§ Your assignment:
From the listing below, retype exactly the line holding "Target: landfill slope", the line holding "Where can the stack", and the lines between them; skip everything else.

§ Material shown:
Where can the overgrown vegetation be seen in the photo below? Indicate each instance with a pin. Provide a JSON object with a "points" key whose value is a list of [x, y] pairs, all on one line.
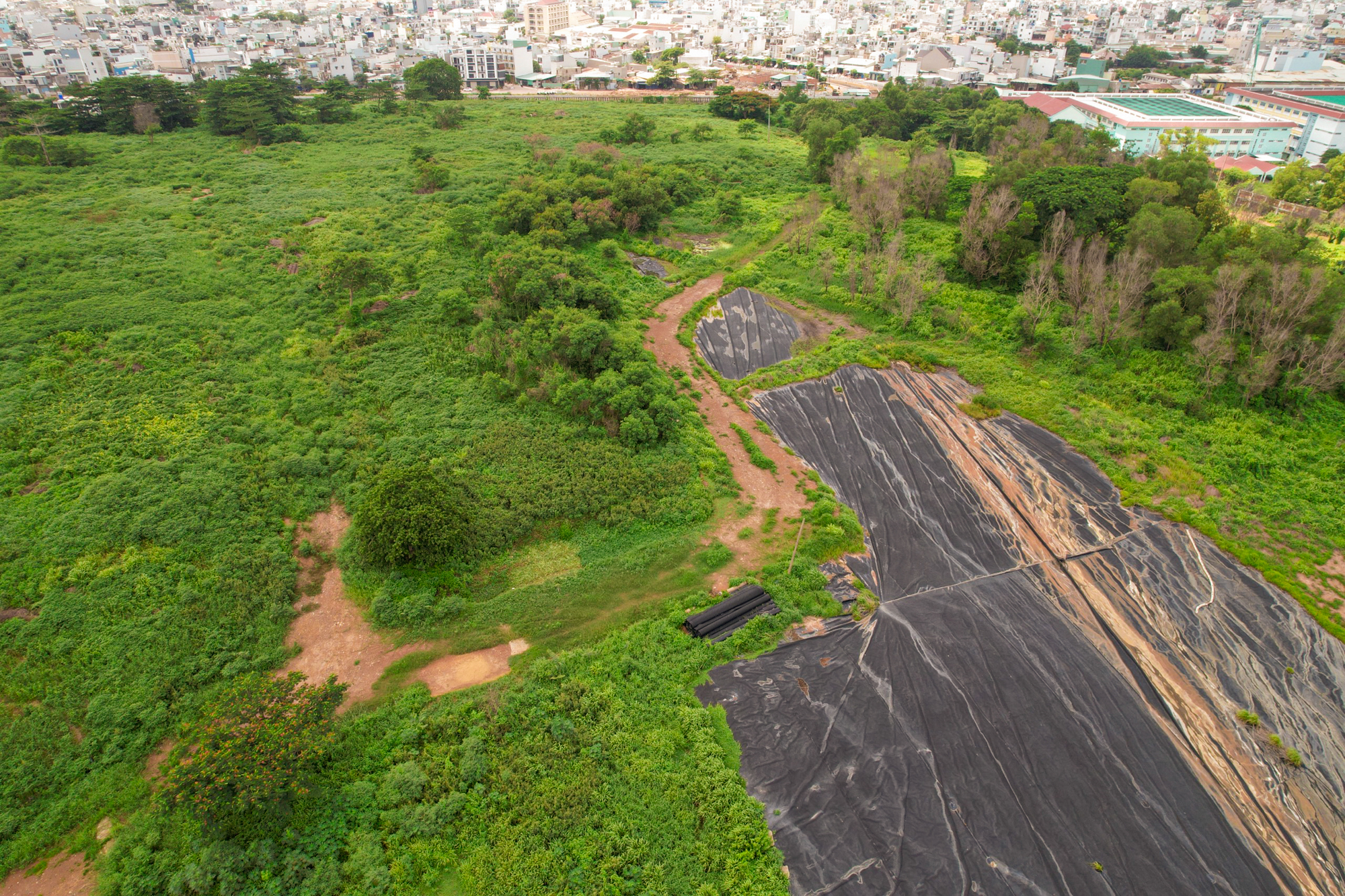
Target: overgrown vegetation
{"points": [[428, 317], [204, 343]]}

* * *

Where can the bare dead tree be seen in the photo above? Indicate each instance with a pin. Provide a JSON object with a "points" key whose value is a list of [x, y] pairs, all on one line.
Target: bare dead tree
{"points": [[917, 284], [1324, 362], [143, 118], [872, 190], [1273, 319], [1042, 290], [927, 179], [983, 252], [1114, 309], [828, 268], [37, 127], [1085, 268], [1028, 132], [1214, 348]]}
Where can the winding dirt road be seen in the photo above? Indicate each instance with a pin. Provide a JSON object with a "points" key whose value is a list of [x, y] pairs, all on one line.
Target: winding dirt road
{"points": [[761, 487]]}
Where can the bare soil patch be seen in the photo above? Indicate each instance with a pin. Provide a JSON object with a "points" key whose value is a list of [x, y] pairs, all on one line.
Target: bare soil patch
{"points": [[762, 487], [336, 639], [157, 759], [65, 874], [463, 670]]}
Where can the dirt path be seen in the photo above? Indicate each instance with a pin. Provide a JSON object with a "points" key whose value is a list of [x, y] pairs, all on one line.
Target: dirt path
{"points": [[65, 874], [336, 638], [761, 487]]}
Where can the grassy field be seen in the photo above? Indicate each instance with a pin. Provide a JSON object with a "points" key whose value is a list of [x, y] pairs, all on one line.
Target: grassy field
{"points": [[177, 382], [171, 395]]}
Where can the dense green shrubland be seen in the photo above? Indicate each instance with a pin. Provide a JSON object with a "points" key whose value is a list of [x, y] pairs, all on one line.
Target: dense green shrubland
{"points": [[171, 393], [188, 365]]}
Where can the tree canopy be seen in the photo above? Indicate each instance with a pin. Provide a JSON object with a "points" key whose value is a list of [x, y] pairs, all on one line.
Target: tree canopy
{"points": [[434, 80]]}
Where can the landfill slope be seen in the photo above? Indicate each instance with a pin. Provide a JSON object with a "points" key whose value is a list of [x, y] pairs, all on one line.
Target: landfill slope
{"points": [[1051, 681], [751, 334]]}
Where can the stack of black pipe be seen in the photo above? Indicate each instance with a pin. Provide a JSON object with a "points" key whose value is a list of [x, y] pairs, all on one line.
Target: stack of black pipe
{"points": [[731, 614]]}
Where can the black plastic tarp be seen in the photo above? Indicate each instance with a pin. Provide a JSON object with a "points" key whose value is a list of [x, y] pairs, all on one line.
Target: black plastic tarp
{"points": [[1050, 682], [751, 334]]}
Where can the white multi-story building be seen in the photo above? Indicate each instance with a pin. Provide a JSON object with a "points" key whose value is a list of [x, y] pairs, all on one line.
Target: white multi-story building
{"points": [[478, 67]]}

§ Task solution:
Target: landfill slope
{"points": [[1051, 681], [751, 334]]}
Where can the stack of black pipe be seen in the photo above? Indicate each instance with a pin. Provide a JSON object with a "points" key whose value is a list of [x, y] pairs, all on one line.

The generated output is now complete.